> [Dataset rows]:
------------------------------------------------------------
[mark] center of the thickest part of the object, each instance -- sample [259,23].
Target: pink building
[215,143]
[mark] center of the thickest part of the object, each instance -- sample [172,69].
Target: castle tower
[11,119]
------------------------------------------------------------
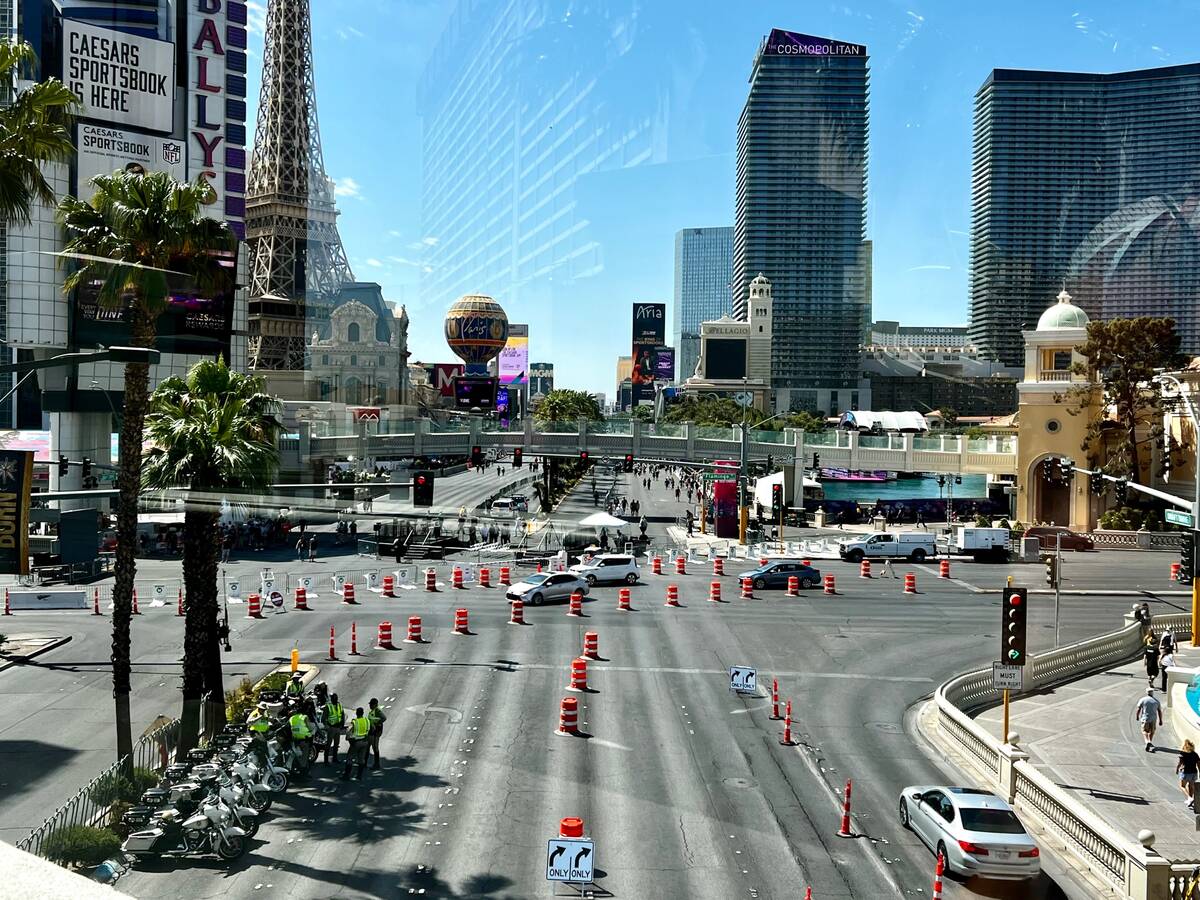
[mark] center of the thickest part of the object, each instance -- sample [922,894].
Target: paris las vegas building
------------------------------------------------------------
> [Aim]: Find each row above that contains the string "instance", and copy those rows in full.

> [Exercise solution]:
[mark] center of the thickest part of the object, each instance -- sample [259,23].
[mark] center of the thickest part of the object, each instance -- sample [172,69].
[mark] center of the thickest part of the object, each instance -- sample [922,894].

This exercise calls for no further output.